** Opening Selected passage block **

Tanzanian politician (born 1974)

Isaya Mwita Charles (born 28 February 1974) is a Tanzanian politician, who served as the Mayor of Dar es Salaam from 2016 to 2020.

==Early life and education==
Isaya Mwita Charles was born in Tarime District, Mara Region, then part of the former Muso.

He obtained his Certificate of Secondary Education (CSE) from Tarime Secondary School in 1997. He attended Al Haramain Secondary School (July 2005–May 2007), where he earned the Advanced Certificate of Secondary Education (ACSE). From October 2008 to June 2011, he earned a bachelor's degree in economics from the Mwalimu Nyerere Memorial Academy.

Prior to entering politics, he worked as an economist at the Temeke Municipal Council and managed a printing enterprise in Kariakoo.

** Closing Selected passage block **
** Opening The data block **

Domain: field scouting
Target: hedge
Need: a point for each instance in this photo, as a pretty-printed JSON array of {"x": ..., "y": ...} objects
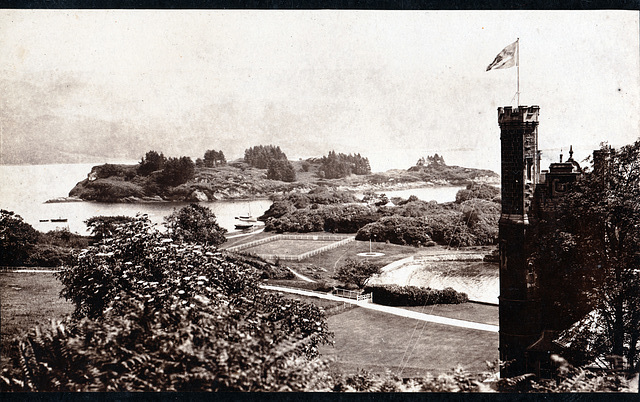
[{"x": 394, "y": 295}]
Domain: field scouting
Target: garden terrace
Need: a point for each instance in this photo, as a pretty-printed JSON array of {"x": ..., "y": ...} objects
[{"x": 292, "y": 247}]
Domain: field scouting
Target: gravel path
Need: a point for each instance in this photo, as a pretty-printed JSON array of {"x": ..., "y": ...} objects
[{"x": 391, "y": 310}]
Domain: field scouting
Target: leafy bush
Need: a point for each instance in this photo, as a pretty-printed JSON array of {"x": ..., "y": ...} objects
[
  {"x": 104, "y": 226},
  {"x": 17, "y": 239},
  {"x": 152, "y": 315},
  {"x": 397, "y": 230},
  {"x": 177, "y": 171},
  {"x": 193, "y": 346},
  {"x": 64, "y": 238},
  {"x": 107, "y": 190},
  {"x": 335, "y": 166},
  {"x": 151, "y": 162},
  {"x": 123, "y": 172},
  {"x": 281, "y": 170},
  {"x": 395, "y": 295},
  {"x": 48, "y": 255},
  {"x": 480, "y": 191},
  {"x": 344, "y": 218},
  {"x": 356, "y": 272},
  {"x": 195, "y": 223},
  {"x": 260, "y": 156}
]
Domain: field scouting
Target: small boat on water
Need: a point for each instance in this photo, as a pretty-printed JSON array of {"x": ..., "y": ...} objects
[
  {"x": 244, "y": 226},
  {"x": 246, "y": 218}
]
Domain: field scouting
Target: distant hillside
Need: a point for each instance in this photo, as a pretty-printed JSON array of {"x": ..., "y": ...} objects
[{"x": 238, "y": 180}]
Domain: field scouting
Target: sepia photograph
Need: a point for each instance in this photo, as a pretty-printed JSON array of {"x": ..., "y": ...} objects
[{"x": 319, "y": 201}]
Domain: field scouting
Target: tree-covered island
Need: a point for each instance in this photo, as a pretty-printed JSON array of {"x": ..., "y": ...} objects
[{"x": 263, "y": 172}]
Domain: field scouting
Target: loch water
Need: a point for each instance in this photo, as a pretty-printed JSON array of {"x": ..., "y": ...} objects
[{"x": 24, "y": 189}]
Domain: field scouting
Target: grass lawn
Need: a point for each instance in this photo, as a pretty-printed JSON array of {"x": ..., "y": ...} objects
[
  {"x": 482, "y": 313},
  {"x": 27, "y": 300},
  {"x": 323, "y": 266},
  {"x": 375, "y": 341},
  {"x": 288, "y": 246}
]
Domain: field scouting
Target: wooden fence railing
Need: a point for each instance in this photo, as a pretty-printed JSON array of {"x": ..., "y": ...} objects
[
  {"x": 354, "y": 295},
  {"x": 340, "y": 241}
]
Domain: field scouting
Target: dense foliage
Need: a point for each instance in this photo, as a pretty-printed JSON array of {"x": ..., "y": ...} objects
[
  {"x": 335, "y": 166},
  {"x": 588, "y": 256},
  {"x": 335, "y": 218},
  {"x": 17, "y": 239},
  {"x": 195, "y": 223},
  {"x": 480, "y": 191},
  {"x": 260, "y": 155},
  {"x": 356, "y": 272},
  {"x": 22, "y": 245},
  {"x": 471, "y": 222},
  {"x": 281, "y": 170},
  {"x": 395, "y": 295},
  {"x": 104, "y": 226},
  {"x": 153, "y": 315},
  {"x": 415, "y": 222},
  {"x": 151, "y": 162},
  {"x": 177, "y": 171},
  {"x": 213, "y": 158}
]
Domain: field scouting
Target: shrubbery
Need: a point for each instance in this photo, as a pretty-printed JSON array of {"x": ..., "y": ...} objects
[
  {"x": 397, "y": 230},
  {"x": 395, "y": 295},
  {"x": 260, "y": 155},
  {"x": 335, "y": 166},
  {"x": 153, "y": 315},
  {"x": 195, "y": 223},
  {"x": 344, "y": 218},
  {"x": 281, "y": 170},
  {"x": 21, "y": 244},
  {"x": 17, "y": 239},
  {"x": 357, "y": 272},
  {"x": 480, "y": 191}
]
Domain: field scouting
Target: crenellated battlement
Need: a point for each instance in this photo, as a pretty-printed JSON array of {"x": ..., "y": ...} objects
[{"x": 518, "y": 115}]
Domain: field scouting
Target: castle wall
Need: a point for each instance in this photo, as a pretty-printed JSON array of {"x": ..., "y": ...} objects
[{"x": 520, "y": 324}]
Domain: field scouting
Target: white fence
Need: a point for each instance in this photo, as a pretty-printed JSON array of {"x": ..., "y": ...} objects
[
  {"x": 396, "y": 264},
  {"x": 351, "y": 294}
]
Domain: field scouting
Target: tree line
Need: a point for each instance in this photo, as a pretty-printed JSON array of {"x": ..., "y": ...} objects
[{"x": 335, "y": 166}]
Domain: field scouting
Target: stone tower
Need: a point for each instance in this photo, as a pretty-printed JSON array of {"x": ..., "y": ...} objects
[{"x": 519, "y": 304}]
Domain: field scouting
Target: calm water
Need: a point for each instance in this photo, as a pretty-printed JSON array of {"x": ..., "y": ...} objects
[
  {"x": 24, "y": 190},
  {"x": 439, "y": 194}
]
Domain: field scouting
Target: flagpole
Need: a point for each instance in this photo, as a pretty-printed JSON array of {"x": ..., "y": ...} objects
[{"x": 518, "y": 69}]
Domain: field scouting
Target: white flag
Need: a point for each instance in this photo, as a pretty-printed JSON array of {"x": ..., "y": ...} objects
[{"x": 506, "y": 58}]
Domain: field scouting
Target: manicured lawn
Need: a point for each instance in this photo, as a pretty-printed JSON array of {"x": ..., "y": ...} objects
[
  {"x": 323, "y": 266},
  {"x": 482, "y": 313},
  {"x": 375, "y": 341},
  {"x": 27, "y": 300},
  {"x": 288, "y": 247}
]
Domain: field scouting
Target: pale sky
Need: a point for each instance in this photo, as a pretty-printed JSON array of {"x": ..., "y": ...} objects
[{"x": 391, "y": 85}]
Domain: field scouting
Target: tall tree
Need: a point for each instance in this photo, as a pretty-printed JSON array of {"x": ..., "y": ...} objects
[
  {"x": 195, "y": 223},
  {"x": 281, "y": 170},
  {"x": 151, "y": 162},
  {"x": 595, "y": 249},
  {"x": 214, "y": 158},
  {"x": 177, "y": 171},
  {"x": 17, "y": 239}
]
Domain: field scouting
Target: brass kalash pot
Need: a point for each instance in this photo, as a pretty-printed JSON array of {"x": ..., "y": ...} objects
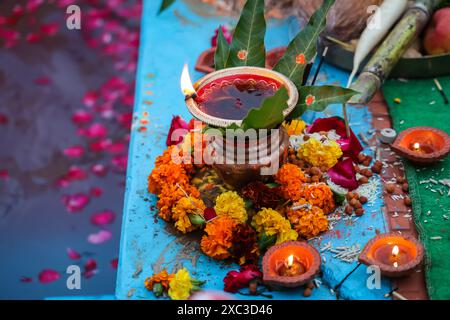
[{"x": 244, "y": 158}]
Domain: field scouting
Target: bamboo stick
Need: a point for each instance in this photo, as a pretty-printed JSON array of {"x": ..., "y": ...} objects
[{"x": 392, "y": 49}]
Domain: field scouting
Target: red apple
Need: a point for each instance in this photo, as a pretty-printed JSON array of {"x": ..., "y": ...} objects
[{"x": 437, "y": 36}]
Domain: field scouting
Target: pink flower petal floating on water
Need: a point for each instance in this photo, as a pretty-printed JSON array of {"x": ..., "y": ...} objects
[
  {"x": 114, "y": 262},
  {"x": 81, "y": 117},
  {"x": 74, "y": 152},
  {"x": 43, "y": 81},
  {"x": 3, "y": 119},
  {"x": 99, "y": 170},
  {"x": 90, "y": 268},
  {"x": 99, "y": 237},
  {"x": 96, "y": 192},
  {"x": 48, "y": 275},
  {"x": 49, "y": 29},
  {"x": 25, "y": 279},
  {"x": 344, "y": 174},
  {"x": 103, "y": 218},
  {"x": 75, "y": 202},
  {"x": 90, "y": 98},
  {"x": 96, "y": 130},
  {"x": 73, "y": 255},
  {"x": 120, "y": 163}
]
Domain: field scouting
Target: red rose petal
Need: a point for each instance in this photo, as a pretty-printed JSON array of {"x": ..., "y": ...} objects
[
  {"x": 73, "y": 255},
  {"x": 74, "y": 152},
  {"x": 103, "y": 218},
  {"x": 75, "y": 202},
  {"x": 99, "y": 237},
  {"x": 48, "y": 275}
]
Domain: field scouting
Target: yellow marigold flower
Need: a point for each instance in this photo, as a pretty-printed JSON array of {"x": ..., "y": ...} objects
[
  {"x": 180, "y": 286},
  {"x": 218, "y": 238},
  {"x": 270, "y": 222},
  {"x": 163, "y": 278},
  {"x": 291, "y": 179},
  {"x": 232, "y": 205},
  {"x": 320, "y": 195},
  {"x": 185, "y": 207},
  {"x": 320, "y": 154},
  {"x": 308, "y": 220},
  {"x": 295, "y": 128}
]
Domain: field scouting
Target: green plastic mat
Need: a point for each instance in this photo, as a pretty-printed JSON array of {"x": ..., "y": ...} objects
[{"x": 422, "y": 105}]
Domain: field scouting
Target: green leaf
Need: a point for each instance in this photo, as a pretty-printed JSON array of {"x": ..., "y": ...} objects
[
  {"x": 222, "y": 51},
  {"x": 305, "y": 43},
  {"x": 165, "y": 4},
  {"x": 270, "y": 114},
  {"x": 247, "y": 47},
  {"x": 318, "y": 98}
]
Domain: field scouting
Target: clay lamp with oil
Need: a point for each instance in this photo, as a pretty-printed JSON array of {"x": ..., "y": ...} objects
[
  {"x": 223, "y": 98},
  {"x": 422, "y": 145},
  {"x": 396, "y": 255},
  {"x": 290, "y": 264}
]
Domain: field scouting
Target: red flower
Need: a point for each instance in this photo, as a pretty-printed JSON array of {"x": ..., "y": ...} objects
[
  {"x": 235, "y": 280},
  {"x": 177, "y": 123},
  {"x": 344, "y": 174},
  {"x": 350, "y": 146}
]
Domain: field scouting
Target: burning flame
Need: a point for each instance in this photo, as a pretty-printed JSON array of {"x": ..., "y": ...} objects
[
  {"x": 186, "y": 84},
  {"x": 290, "y": 260},
  {"x": 395, "y": 251}
]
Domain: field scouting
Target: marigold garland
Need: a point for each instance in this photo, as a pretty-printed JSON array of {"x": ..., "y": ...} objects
[
  {"x": 270, "y": 223},
  {"x": 308, "y": 220},
  {"x": 218, "y": 239},
  {"x": 183, "y": 209},
  {"x": 320, "y": 154},
  {"x": 320, "y": 195},
  {"x": 180, "y": 285},
  {"x": 232, "y": 205},
  {"x": 291, "y": 178},
  {"x": 162, "y": 278}
]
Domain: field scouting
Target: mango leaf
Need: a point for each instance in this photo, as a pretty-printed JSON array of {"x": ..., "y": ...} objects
[
  {"x": 270, "y": 114},
  {"x": 303, "y": 47},
  {"x": 247, "y": 47},
  {"x": 165, "y": 4},
  {"x": 318, "y": 98},
  {"x": 222, "y": 51}
]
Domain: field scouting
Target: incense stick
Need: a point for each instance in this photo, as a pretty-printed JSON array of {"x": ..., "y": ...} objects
[{"x": 322, "y": 59}]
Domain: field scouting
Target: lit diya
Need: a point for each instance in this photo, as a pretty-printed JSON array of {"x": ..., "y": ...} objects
[
  {"x": 396, "y": 255},
  {"x": 225, "y": 97},
  {"x": 290, "y": 264},
  {"x": 422, "y": 144}
]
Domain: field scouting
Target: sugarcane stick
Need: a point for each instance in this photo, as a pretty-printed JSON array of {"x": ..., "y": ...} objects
[{"x": 391, "y": 50}]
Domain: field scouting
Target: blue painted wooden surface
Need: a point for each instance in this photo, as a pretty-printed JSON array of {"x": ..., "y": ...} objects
[{"x": 167, "y": 42}]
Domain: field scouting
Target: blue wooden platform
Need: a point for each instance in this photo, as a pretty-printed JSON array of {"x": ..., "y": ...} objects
[{"x": 168, "y": 41}]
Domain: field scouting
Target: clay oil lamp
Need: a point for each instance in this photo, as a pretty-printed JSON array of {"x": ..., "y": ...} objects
[
  {"x": 422, "y": 145},
  {"x": 225, "y": 97},
  {"x": 396, "y": 255},
  {"x": 290, "y": 264}
]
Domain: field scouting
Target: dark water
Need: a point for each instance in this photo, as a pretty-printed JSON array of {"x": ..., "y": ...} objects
[{"x": 35, "y": 128}]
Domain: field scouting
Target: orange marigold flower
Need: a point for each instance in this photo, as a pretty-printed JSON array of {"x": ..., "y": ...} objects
[
  {"x": 218, "y": 239},
  {"x": 320, "y": 195},
  {"x": 163, "y": 278},
  {"x": 308, "y": 220},
  {"x": 291, "y": 178},
  {"x": 170, "y": 195},
  {"x": 183, "y": 209}
]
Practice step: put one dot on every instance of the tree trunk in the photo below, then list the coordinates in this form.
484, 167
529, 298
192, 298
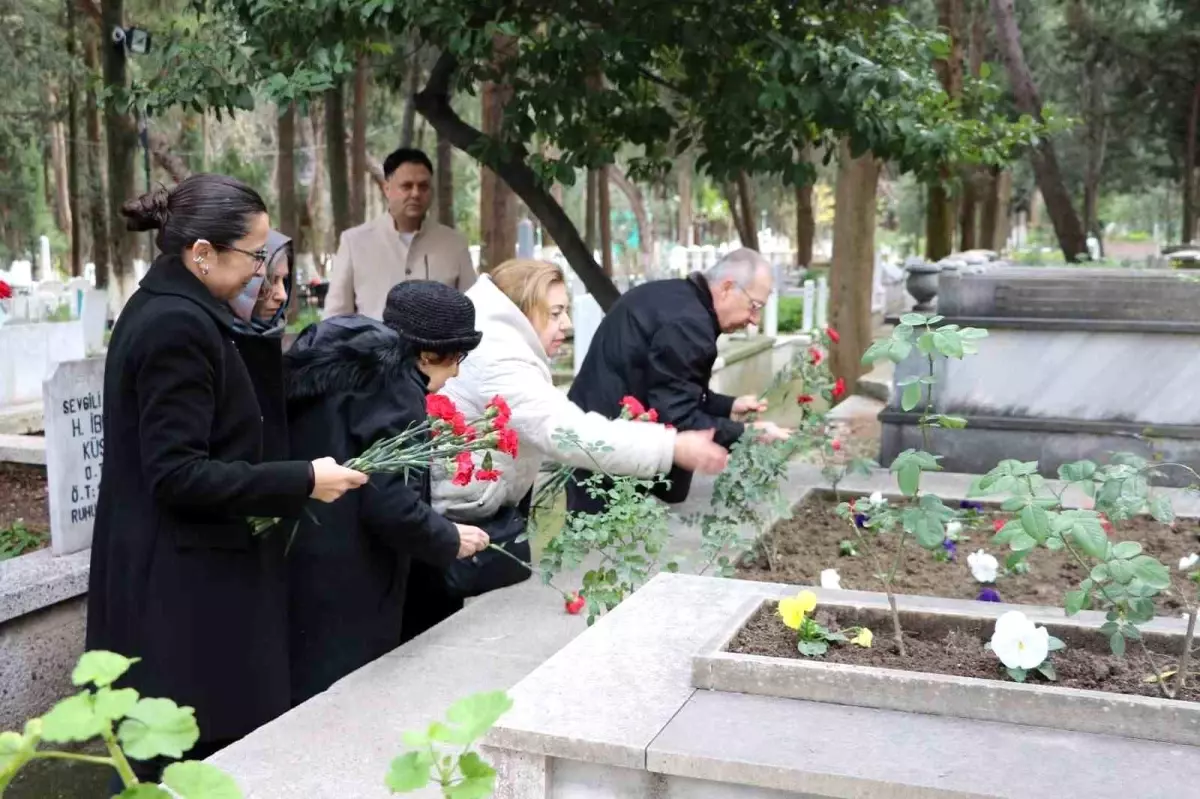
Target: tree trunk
433, 103
637, 204
1189, 169
97, 172
359, 143
940, 210
286, 173
745, 202
121, 137
805, 220
1072, 238
445, 181
604, 209
73, 166
591, 202
335, 150
498, 218
684, 169
853, 262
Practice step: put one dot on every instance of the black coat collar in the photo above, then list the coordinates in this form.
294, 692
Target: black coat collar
169, 276
705, 293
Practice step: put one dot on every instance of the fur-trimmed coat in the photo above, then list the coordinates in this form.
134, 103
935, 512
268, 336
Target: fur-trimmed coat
351, 382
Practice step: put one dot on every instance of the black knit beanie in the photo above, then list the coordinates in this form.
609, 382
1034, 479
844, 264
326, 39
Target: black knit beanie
433, 317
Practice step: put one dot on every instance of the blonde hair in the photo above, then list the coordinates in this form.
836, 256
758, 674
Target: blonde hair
527, 282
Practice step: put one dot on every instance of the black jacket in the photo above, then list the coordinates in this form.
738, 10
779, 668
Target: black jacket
658, 343
351, 382
177, 577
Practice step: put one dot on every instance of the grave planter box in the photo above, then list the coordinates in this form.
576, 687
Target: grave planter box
1156, 719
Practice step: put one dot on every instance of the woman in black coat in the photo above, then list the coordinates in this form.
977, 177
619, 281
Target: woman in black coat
177, 577
352, 382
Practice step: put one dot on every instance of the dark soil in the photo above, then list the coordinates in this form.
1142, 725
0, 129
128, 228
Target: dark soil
955, 648
23, 497
801, 547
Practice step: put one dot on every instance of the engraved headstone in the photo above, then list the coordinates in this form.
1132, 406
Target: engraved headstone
75, 450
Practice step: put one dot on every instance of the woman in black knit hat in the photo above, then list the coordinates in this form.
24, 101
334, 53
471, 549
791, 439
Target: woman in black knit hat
352, 382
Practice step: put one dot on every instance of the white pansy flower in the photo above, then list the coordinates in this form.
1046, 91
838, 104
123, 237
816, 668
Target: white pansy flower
1018, 642
831, 578
983, 565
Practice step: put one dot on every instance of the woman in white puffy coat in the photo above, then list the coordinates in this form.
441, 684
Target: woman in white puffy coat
521, 308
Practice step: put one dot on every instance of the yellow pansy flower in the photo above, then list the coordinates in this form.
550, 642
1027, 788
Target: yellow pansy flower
793, 608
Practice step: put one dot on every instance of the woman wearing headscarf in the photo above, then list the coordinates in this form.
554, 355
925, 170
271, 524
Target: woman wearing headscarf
178, 580
352, 382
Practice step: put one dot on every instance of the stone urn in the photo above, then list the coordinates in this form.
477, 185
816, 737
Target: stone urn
922, 283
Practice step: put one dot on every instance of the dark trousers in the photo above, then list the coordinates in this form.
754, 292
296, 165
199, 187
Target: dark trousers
426, 601
150, 772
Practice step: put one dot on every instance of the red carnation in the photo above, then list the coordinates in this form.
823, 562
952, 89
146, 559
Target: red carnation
466, 467
509, 442
633, 406
502, 412
439, 407
574, 602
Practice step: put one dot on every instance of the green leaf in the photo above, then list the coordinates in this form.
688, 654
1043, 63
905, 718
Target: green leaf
475, 714
1161, 509
1151, 571
157, 728
1074, 602
1077, 472
1036, 522
73, 719
409, 772
1126, 550
196, 780
101, 668
113, 706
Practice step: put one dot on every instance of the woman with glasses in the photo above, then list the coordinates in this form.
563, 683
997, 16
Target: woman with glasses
178, 580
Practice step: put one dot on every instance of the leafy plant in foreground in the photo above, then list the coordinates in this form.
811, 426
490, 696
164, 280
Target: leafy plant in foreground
129, 725
442, 754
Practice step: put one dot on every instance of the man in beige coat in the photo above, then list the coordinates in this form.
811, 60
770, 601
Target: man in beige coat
400, 245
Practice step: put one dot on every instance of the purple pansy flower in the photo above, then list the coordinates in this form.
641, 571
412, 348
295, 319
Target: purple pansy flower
988, 595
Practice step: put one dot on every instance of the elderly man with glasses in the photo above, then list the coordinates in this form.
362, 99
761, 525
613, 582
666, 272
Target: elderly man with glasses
658, 344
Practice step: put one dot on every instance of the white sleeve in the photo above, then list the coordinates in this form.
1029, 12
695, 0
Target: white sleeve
540, 409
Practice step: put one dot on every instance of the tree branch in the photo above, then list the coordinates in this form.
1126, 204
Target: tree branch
433, 103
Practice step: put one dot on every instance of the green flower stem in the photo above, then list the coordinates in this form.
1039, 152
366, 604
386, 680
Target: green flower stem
119, 762
71, 756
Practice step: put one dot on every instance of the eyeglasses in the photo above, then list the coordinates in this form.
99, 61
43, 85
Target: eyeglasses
755, 305
259, 254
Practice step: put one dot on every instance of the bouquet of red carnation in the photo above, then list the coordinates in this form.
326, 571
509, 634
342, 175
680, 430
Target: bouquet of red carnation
444, 437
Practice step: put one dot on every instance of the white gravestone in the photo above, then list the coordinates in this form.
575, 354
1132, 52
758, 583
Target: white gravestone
586, 316
822, 302
75, 450
810, 300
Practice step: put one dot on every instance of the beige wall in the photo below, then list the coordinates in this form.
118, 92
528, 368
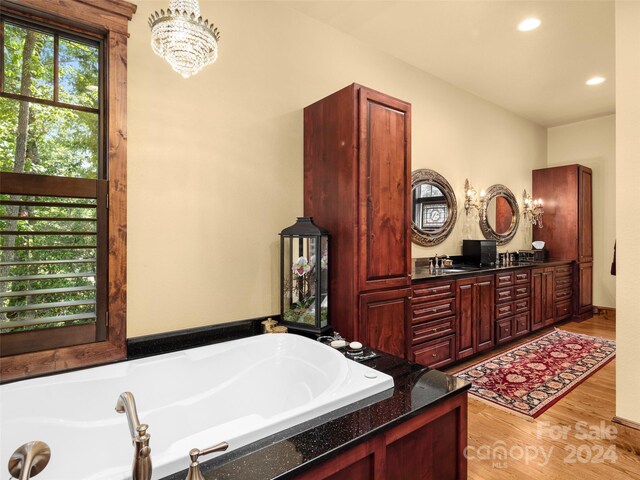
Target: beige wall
627, 226
592, 143
215, 161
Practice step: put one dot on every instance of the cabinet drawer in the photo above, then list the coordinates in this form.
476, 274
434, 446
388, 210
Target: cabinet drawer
563, 282
428, 291
521, 324
521, 306
505, 310
436, 353
504, 279
423, 312
522, 277
430, 330
563, 294
521, 291
563, 310
503, 330
504, 295
563, 270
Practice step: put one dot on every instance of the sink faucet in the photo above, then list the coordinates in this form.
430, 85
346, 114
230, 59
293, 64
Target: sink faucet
442, 258
139, 437
29, 460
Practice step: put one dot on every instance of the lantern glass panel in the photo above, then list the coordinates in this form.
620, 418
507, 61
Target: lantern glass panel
305, 276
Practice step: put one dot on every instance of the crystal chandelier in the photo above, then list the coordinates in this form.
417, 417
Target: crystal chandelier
182, 38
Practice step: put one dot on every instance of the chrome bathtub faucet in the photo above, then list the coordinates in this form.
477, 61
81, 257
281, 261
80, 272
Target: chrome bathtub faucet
29, 460
194, 467
139, 437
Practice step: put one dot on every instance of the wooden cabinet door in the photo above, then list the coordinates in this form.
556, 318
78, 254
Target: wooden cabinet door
385, 191
585, 216
548, 312
537, 319
484, 312
466, 322
585, 288
384, 319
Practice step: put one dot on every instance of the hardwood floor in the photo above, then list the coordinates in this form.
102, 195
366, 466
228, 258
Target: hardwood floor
555, 445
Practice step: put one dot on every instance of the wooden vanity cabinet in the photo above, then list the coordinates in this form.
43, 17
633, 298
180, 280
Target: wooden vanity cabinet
429, 446
475, 317
357, 185
433, 323
551, 295
568, 225
542, 313
513, 304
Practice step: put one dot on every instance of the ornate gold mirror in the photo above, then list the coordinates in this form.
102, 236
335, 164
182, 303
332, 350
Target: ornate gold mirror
433, 208
499, 214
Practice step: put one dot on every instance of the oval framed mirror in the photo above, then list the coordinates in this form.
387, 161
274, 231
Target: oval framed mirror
433, 208
499, 214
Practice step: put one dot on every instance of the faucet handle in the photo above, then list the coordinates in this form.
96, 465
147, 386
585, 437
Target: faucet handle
29, 459
194, 453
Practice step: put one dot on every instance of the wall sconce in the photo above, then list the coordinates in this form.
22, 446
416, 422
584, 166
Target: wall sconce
532, 210
471, 200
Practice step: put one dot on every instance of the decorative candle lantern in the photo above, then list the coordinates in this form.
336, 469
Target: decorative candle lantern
304, 274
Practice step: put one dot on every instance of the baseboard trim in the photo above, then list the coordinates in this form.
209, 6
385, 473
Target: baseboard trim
628, 434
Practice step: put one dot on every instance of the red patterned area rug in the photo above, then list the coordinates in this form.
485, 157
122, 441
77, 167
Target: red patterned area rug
534, 376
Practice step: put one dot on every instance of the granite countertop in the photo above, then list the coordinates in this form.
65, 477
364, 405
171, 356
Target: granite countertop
292, 451
424, 273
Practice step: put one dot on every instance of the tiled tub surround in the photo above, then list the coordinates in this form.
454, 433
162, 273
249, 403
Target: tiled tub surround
239, 391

** Closing The data block **

Required action 1: In the biography of Isaya Mwita Charles, translate this sentence into Spanish: "Isaya Mwita Charles (born 28 February 1974) is a Tanzanian politician, who served as the Mayor of Dar es Salaam from 2016 to 2020."
Required action 2: Carry the biography of Isaya Mwita Charles forward from its last sentence.

Task answer 1: Isaya Mwita Charles (nacido el 28 de febrero de 1974) es un político tanzano que se desempeñó como alcalde de Dar es Salaam de 2016 a 2020.

Task answer 2:
== Political career ==
Isaya Mwita Charles was first elected as a councillor for the Vijibweni ward of Dar es Salaam in 2015 as a representative of the CHADEMA party. On March 22, 2016, he was elected Mayor of Dar es Salaam City Council. During his tenure as mayor, he identified his principal priorities as the alleviation of traffic congestion and the expansion of the Bus Rapid Transit (BRT) system.